Exactly reproduce the lines from the line that has "Task: find the backpack strap" down to the last line of the entries, inclusive.

[start Data rows]

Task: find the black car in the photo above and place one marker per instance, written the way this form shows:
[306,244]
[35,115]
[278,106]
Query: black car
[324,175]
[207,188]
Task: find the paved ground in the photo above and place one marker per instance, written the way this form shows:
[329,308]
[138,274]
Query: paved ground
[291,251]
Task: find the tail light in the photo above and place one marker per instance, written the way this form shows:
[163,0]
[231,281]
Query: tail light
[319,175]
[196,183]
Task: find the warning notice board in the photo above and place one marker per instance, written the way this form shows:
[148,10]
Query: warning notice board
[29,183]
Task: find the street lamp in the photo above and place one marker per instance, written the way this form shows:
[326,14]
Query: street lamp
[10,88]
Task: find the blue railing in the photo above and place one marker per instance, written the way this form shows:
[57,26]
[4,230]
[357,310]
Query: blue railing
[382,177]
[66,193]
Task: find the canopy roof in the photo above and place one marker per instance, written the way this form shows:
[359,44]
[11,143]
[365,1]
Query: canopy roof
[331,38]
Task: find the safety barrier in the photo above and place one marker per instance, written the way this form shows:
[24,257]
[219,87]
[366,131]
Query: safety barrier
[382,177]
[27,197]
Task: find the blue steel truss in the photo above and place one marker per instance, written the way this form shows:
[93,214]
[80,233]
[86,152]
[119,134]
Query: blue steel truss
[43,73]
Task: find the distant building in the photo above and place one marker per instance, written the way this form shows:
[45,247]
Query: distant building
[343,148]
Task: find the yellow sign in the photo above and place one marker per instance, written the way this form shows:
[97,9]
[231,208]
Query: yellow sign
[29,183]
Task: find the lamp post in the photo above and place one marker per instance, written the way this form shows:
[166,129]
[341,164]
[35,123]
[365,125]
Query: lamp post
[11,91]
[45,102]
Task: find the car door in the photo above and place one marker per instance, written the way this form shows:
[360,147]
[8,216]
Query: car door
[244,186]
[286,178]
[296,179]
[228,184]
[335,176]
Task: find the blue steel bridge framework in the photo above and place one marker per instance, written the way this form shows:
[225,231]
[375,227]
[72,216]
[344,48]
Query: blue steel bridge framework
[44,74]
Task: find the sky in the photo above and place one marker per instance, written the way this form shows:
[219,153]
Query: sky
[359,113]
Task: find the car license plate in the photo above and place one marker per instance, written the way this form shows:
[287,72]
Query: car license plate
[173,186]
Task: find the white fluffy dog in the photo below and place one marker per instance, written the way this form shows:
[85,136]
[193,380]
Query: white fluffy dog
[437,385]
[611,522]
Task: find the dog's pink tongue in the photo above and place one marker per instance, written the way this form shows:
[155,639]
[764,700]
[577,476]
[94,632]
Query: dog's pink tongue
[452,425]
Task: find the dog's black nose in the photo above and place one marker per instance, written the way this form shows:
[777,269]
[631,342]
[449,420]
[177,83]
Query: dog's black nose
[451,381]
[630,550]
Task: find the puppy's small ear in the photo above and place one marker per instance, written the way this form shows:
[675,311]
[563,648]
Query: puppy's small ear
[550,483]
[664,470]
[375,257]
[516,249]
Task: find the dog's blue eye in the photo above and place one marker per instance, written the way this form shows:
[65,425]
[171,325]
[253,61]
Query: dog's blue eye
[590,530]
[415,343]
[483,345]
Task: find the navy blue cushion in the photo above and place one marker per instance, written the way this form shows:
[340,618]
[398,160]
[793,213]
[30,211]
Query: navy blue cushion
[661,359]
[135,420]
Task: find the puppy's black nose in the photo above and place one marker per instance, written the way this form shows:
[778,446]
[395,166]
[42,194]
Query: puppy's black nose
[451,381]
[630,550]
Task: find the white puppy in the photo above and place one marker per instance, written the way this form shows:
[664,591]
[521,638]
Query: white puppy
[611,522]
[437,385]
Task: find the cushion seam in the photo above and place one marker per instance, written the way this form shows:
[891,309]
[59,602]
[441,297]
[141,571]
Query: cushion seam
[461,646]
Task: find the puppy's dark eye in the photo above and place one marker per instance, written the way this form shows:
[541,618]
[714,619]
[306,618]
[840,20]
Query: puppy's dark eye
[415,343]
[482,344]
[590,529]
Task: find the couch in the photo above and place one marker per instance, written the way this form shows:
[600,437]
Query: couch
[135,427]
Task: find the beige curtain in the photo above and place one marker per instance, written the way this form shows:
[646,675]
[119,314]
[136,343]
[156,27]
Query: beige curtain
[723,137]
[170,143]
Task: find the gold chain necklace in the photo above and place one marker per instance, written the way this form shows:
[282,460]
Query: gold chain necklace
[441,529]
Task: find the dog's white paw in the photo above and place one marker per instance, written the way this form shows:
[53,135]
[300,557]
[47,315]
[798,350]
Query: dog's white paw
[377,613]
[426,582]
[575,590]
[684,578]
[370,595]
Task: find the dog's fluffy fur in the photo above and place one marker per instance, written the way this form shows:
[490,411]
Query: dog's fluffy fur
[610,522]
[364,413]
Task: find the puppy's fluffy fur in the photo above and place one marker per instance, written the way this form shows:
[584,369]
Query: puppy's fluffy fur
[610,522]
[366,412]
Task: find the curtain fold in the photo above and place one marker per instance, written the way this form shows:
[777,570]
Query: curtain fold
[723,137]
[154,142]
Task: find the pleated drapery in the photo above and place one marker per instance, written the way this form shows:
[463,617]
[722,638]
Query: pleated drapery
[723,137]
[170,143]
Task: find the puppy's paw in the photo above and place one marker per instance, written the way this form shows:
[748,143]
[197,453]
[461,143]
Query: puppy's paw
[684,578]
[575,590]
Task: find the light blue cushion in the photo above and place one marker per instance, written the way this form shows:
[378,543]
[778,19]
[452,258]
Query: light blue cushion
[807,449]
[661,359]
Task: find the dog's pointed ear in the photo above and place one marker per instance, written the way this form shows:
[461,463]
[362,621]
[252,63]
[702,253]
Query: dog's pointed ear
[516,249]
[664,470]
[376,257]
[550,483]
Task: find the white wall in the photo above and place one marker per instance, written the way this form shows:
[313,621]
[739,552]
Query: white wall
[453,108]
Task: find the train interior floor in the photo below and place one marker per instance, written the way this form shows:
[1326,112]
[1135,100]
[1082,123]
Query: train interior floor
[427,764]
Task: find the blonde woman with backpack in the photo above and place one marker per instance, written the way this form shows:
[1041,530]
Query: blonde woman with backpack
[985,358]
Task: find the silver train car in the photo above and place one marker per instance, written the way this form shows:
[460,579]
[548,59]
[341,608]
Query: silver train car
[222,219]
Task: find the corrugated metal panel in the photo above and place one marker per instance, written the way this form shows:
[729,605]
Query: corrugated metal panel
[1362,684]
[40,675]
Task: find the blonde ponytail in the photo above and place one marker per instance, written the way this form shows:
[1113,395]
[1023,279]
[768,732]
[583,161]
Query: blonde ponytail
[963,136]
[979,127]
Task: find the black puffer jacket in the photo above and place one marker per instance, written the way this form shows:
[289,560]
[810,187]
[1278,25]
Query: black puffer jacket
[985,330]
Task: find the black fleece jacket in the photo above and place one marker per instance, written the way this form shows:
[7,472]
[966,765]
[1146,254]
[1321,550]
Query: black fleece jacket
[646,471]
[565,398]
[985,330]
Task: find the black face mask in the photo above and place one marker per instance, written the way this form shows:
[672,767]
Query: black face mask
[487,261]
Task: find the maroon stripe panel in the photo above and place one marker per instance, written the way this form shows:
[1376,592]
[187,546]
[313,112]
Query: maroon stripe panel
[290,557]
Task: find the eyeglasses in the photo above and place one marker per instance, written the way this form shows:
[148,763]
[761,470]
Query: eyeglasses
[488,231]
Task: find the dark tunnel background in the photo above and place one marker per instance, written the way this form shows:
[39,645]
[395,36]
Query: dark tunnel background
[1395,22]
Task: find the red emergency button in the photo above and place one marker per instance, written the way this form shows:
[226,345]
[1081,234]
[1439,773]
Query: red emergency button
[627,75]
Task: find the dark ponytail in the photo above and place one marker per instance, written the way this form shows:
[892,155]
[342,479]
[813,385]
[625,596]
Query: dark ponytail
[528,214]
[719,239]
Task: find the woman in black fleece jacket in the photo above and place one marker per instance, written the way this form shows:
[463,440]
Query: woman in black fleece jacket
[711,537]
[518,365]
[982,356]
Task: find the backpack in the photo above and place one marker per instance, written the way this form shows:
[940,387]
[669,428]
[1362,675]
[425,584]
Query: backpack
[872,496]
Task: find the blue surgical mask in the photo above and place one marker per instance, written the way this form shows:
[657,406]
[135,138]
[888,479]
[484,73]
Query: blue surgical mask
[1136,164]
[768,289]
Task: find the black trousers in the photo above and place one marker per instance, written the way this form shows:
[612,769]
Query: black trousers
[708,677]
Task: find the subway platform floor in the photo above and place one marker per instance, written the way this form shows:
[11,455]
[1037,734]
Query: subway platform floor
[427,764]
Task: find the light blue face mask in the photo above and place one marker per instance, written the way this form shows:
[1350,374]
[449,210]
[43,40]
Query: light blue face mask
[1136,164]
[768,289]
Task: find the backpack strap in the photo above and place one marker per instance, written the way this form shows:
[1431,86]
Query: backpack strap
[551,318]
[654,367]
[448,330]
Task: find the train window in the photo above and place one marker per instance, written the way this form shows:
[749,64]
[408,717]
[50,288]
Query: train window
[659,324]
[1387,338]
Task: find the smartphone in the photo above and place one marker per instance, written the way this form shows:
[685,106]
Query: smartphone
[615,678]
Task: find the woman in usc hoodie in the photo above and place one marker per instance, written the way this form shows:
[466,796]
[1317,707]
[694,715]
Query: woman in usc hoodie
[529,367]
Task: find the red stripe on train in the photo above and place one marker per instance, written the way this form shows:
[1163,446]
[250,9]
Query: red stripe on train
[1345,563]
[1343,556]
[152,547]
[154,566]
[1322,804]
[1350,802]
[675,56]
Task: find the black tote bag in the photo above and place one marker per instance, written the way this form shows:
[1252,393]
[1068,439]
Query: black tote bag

[end Data rows]

→ **Task response**:
Task: find the backpack strap in the photo above and place one marker per instance, written the way this form shows:
[1431,86]
Query: backpack strap
[551,318]
[654,367]
[448,330]
Task: find the train window in the photo above and place one marker per instance, written the way this form shows:
[749,64]
[408,717]
[50,288]
Query: train window
[659,324]
[1387,338]
Task: find the smartphone in the photo above and place one marker per instance, written the way this form shows:
[685,106]
Query: smartphone
[615,678]
Task: find the woman in usc hoodie in the photo above and place one marker per instance, written the way this form shows:
[466,796]
[1317,707]
[694,715]
Query: woman in usc hoodie
[529,367]
Task: find the red stripe on train in the photo above and place one marker per instance, written the way this form shows:
[1163,446]
[250,9]
Query: red stripe on train
[1345,563]
[1343,556]
[152,547]
[154,566]
[1322,804]
[1350,802]
[675,56]
Task: find the black tote bag in the photo above and place one marker per instance, written the way this form shows:
[1252,393]
[1068,439]
Query: black tote bag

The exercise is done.